* Recorded information
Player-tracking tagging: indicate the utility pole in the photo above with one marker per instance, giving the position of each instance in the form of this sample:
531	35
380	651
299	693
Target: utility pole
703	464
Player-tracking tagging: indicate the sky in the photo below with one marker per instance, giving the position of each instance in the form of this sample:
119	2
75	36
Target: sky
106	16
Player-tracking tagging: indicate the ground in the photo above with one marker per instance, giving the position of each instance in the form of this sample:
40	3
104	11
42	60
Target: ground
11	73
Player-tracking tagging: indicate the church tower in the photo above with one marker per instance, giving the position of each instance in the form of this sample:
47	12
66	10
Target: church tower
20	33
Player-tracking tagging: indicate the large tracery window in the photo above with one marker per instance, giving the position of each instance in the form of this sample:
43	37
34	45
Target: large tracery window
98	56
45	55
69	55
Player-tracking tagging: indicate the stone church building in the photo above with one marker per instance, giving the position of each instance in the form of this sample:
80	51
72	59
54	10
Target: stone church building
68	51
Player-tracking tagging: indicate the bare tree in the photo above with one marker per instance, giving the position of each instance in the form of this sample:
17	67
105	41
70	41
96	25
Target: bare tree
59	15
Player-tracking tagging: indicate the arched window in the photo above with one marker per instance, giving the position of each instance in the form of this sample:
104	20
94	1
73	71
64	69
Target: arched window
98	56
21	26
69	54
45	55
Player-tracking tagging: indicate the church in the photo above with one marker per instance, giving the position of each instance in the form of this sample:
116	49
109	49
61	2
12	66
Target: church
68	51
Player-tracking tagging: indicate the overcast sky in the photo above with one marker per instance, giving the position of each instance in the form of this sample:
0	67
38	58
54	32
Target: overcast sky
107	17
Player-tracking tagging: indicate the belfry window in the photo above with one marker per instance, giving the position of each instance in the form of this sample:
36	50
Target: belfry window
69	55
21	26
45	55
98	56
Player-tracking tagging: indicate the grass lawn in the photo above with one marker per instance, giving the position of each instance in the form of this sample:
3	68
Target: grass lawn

* What this task involves
Each line of the entries above that contains "lawn" must be copied into the answer.

* Written response
Player-tracking tagging: indicate the grass lawn in the photo above with one marker per instance, giving the position of each instance in the form of this sample:
Target: grass lawn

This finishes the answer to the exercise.